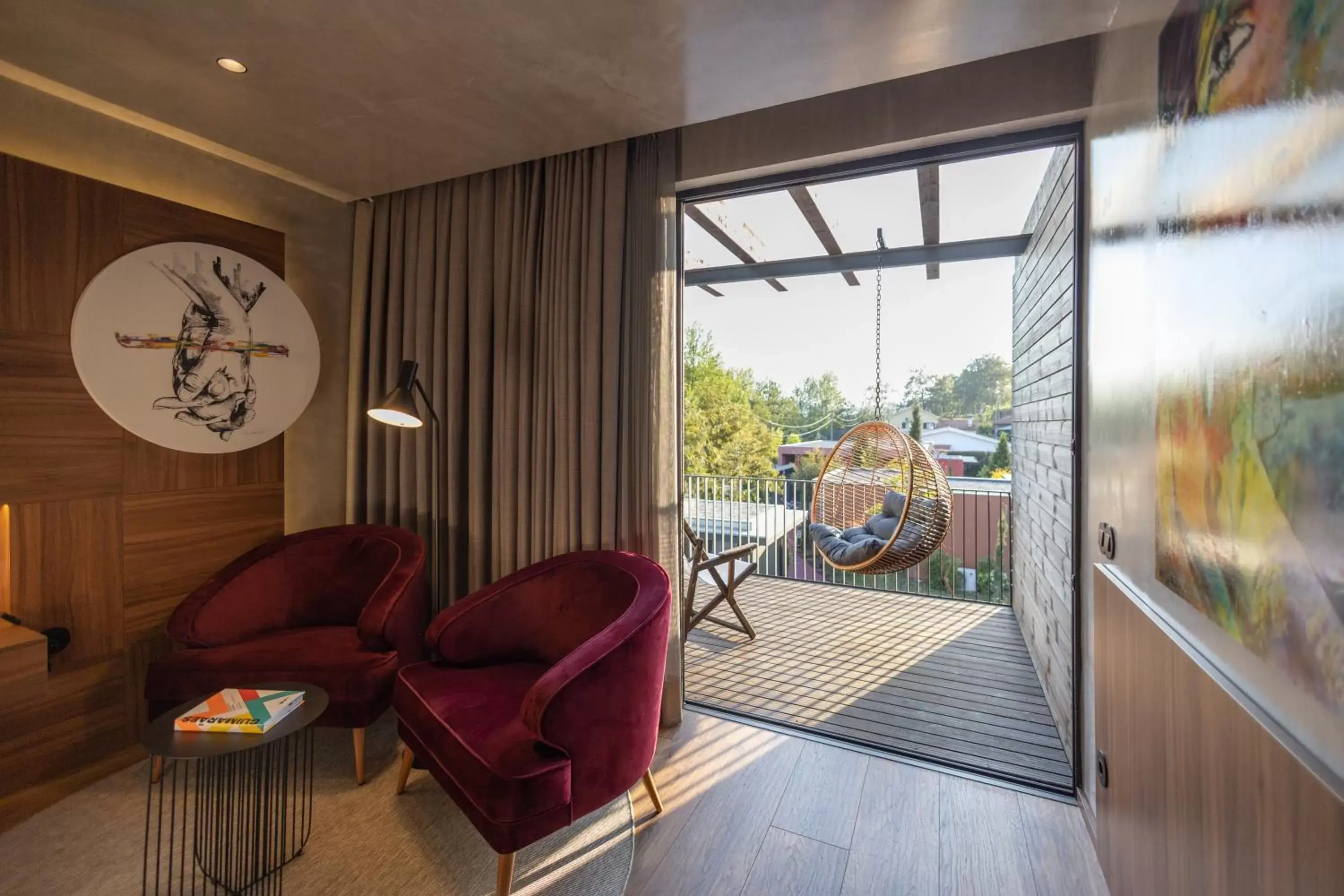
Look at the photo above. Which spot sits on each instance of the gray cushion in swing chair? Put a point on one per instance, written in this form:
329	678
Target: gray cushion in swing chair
861	543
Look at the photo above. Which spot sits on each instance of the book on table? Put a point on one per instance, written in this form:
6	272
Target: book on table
240	711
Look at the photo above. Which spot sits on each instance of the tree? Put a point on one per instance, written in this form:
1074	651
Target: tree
1000	460
810	465
771	404
722	435
819	398
984	383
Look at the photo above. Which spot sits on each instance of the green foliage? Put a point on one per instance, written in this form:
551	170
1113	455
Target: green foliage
820	398
771	404
992	578
943	573
935	393
986	383
999	462
722	435
810	465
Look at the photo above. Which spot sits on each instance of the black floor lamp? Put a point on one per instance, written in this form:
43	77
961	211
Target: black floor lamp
400	409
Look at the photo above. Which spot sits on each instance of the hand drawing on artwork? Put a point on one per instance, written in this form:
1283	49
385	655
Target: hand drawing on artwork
211	365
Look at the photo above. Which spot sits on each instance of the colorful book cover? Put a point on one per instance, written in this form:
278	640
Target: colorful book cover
241	711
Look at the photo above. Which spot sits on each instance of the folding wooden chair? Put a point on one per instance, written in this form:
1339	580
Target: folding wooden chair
705	567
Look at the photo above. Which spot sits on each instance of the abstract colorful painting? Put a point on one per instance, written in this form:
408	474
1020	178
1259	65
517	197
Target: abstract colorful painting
1250	505
1249	304
1229	54
195	347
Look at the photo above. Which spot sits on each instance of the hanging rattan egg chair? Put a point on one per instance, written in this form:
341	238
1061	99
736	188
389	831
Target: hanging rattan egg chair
882	504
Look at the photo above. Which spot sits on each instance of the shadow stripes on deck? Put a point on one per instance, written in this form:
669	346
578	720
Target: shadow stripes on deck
943	680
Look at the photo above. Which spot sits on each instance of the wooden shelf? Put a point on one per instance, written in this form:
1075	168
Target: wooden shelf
23	664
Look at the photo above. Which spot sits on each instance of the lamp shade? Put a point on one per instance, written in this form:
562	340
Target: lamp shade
398	409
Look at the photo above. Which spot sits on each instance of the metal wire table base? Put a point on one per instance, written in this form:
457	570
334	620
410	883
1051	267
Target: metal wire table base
230	824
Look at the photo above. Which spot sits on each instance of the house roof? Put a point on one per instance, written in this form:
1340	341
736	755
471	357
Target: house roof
932	436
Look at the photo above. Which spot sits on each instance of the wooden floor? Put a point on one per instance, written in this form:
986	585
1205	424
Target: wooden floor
943	680
750	812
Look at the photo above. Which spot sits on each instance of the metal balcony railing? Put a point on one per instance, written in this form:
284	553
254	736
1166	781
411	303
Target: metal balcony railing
974	562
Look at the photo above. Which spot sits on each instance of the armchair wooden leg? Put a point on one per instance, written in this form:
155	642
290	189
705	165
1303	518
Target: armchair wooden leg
504	875
405	771
654	792
359	755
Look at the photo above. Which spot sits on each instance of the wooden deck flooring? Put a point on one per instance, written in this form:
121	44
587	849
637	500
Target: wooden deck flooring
941	680
757	813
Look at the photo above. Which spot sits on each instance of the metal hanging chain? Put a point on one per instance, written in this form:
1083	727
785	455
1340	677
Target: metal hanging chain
877	392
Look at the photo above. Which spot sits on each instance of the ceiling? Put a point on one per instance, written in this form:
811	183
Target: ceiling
371	96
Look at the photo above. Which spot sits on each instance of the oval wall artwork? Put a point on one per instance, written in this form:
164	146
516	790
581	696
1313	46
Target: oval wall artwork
195	349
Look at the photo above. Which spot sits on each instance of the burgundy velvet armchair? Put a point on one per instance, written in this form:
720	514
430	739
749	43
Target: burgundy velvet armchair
342	607
545	703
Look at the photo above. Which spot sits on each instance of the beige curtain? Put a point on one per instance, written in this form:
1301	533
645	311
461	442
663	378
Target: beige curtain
539	302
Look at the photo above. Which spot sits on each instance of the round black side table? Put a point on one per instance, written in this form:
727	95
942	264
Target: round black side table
233	809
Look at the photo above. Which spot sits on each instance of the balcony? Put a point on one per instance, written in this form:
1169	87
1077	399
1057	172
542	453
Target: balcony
928	663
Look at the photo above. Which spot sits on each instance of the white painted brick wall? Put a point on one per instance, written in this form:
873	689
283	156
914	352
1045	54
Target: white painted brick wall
1042	457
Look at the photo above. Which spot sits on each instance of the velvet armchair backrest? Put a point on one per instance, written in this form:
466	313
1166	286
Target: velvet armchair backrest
539	614
316	578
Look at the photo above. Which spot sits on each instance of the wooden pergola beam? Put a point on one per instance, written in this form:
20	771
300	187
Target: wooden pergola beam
967	250
728	242
808	206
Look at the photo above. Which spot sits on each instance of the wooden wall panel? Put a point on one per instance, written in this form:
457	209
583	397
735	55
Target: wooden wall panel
175	540
66	571
47	469
60	232
108	532
23	664
80	719
148	221
151	468
1202	798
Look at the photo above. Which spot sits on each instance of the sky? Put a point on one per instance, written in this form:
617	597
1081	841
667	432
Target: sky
823	324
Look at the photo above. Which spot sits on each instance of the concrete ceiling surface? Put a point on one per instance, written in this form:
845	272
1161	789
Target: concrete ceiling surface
367	96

**Aim**
Reproduce each of the records above word for word, leaving out the pictures.

**Task result**
Look at the photo above. Which spot sits on each instance of the gray cushion in swing chair? Put a point on one per instance, written in this form:
329	678
Target: gray cushion in swing chair
861	543
Look at the photo above. Which spot sits on each instance of the book on table? Put a point on one per instance, written in this form:
6	272
Target: book on table
240	711
Look at the photo above. Which spot sits on each instance of the tree? Put a point on one per instance, written in this form:
1074	651
Target: tree
1000	460
810	465
771	404
722	435
819	398
984	383
Look at the photo above. Which spot sits on each instance of the green foliage? Put a point on one per instance, written in this form:
551	170
1113	455
Target: green foliage
820	398
771	404
992	578
943	573
935	393
986	383
999	462
722	435
810	465
Look at the photo above. Which spot sits on each instance of the black floor lamp? Put a point on one per instance, written in this form:
43	77
961	211
Target: black floor lamp
400	409
Look at the photo above. Which spot sits on each instance of the hand drawing on artwork? Put a point on one per instance, written in this form:
1283	49
385	655
Target: hand drawing on artwork
211	365
Look at the photo above. Which spot sits on each instance of the colorful book cover? Put a point on one per instance, written in this form:
278	640
Target: colorful book cover
241	711
Look at the photo above. Which spot sits on each instance of the folding wooden chair? Put a point on one per instance, written in this form:
1339	580
Target: folding wooden chair
705	567
Look at the photo above. Which spot sits on each instance of the abstract colorful painting? Put a point on one per instance, written in this form:
408	474
1020	178
1259	65
517	197
Target: abstract colorful painting
1250	505
1249	304
1229	54
195	347
Look at the photo above. Which spot sits on each instance of the hanging rattan egg chair? Put a point on one per instance, written in this form:
341	238
1061	99
736	188
389	831
Target: hanging rattan egg chair
882	504
Look at the photo above. Which spot sits on each instance of the shadow stripes on deck? Put a point on one per instance, written in this form:
669	346
578	720
Target: shadow stripes on deck
943	680
Look at the photo above. Which spot sits on each instance of the wooden shelf? Put a point on one per instance, written in this form:
1075	168
Target: wooden shelf
23	664
Look at the photo above. Which spot sits on each instance of the lamp shade? Put a point on one per instance, written in this form:
562	340
Target: lamp shade
398	409
Look at the photo above. Which spot sits on each instance of the metal wire table base? Put a point on one per instance, written in this form:
457	570
334	620
410	883
1051	267
Target: metal wire table base
230	824
Look at the photo above. Which spot sits on each instance of the house roof? Put a point on one per instance, written in this form:
1340	341
736	755
471	357
Target: house roof
932	436
Look at the photo above. Which spot sits on each instance of the wooden floor? Put a point on one per instance, written in this form:
986	585
1205	424
Target: wooden floor
943	680
750	812
Look at the photo above. Which spot sits on each instance of the metal balcony railing? Put a point on one per instance, written in this form:
284	553
254	736
1166	781
411	303
Target: metal balcony railing
974	562
Look at the photo above. Which spot sits on each instance of the armchair wooden leg? Put a point on one per instance, written in this form:
155	642
290	189
705	165
1303	518
Target: armchair wooden leg
504	875
405	771
654	792
359	755
Look at the photo above. Which spot sits on each instance of the wooden deck flooring? Put a point on one per instance, written in this form:
121	44
587	849
637	500
Target: wooden deck flooring
941	680
757	813
Look at the photo above. Which spot sits on each instance of the metal hanging chain? Put a point on one per instance, written in this form:
1083	727
785	455
1340	677
Target: metal hanging chain
877	392
Look at the photo above. Which spot sits on each instance of the ceiling? Put a point on one per instance, written in this form:
811	183
Target: ceiling
371	96
Look at the photo above. Which spot sits on each instance of the oval wall artwork? Put a point on one per instance, written in this form:
164	146
516	790
581	696
1313	46
Target: oval wall artwork
195	349
Look at the photo above. Which spot sits on each instance of the burgundy velvet armchair? Put a point on one per instance, written in this form:
720	514
430	739
749	43
Target: burgundy velvet armchair
342	607
545	703
Look at the photo above. Which spot sits on each instance of the beige curtain? Put a point on one per instance, written in this form:
1301	533
645	311
461	442
663	378
Target: beige curtain
539	302
Look at the photo above. Which spot sits on each instance of the round black side table? Put a point on one per instance, written in this form:
727	95
942	264
Target: round black side table
233	809
Look at the photo above. Which spot sits on each instance of the balcony? Put a point on one per instance, written in this form:
1169	87
1077	399
1057	172
542	453
Target: balcony
928	663
Look at the photo above. Which spot sits on each instance of the white painted brick wall? Put a point on one per instance, written in this form:
873	689
283	156
914	352
1045	54
Target: white painted brick wall
1042	457
Look at the photo above. Which spot sits on each instance of the velvet armchair backrest? Put a point on one per instance, written in this form:
466	313
1166	286
Target: velvet armchair backrest
539	614
316	578
Look at the photo above. Which spot sits on each instance of the wooden pergola beam? Put a point on one per instance, written in this form:
20	771
300	187
Target: wooden pergola beam
967	250
728	242
808	206
Look at the photo above. Which spot sits on each instance of the wooden wall panel? Put a point on one per instance, written in this form:
457	209
583	397
735	55
Target: wooden wall panel
175	540
66	571
47	469
60	232
108	532
23	664
80	719
148	221
151	468
1202	798
Look at the photo above. Which spot sits on each instance of the sky? Put a point on one per instance, written in this form:
617	597
1081	841
667	432
Target: sky
823	324
Look at the photo above. Which spot sits on each instance of the concrete ceiling surface? Put a point on one per instance, written in this form:
845	272
1161	789
Target: concrete ceiling surface
367	96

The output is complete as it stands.